_TAREA_:
Indica cuántas líneas de las entradas contienen la cadena "instance", distinguiendo mayúsculas de minúsculas. Responde solo con el número.

_MATERIAL MOSTRADO_:
################

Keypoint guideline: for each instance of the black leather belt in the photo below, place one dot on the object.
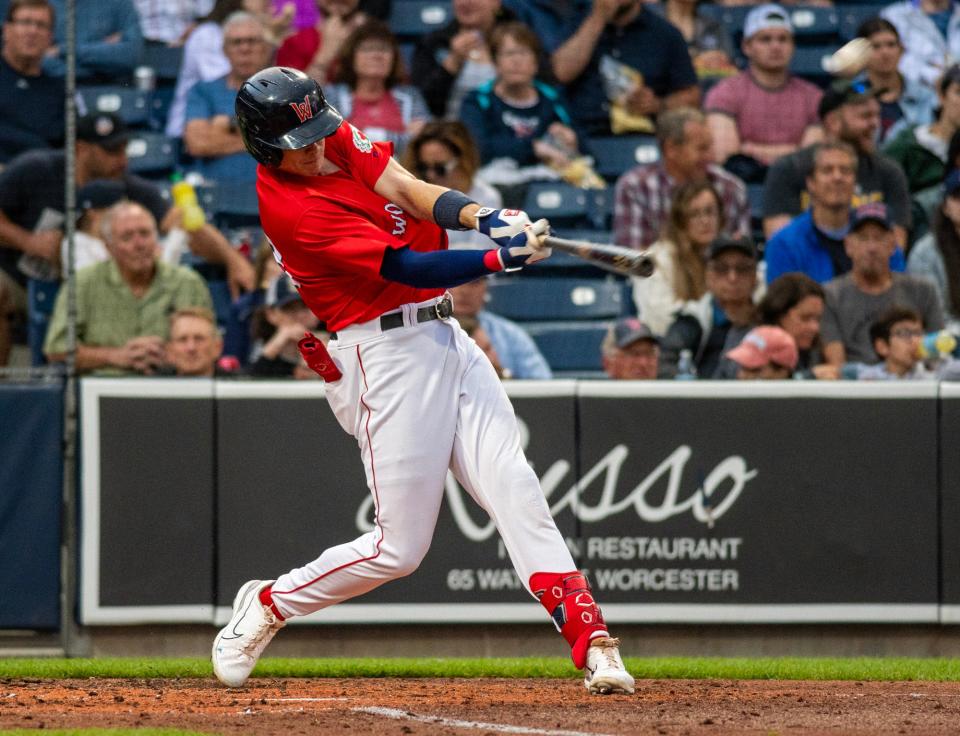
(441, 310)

################

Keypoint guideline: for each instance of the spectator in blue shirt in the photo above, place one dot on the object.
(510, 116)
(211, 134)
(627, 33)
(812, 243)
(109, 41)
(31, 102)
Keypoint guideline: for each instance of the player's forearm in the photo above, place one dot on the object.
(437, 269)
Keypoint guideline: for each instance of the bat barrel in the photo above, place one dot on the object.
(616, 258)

################

_RESPUESTA_:
4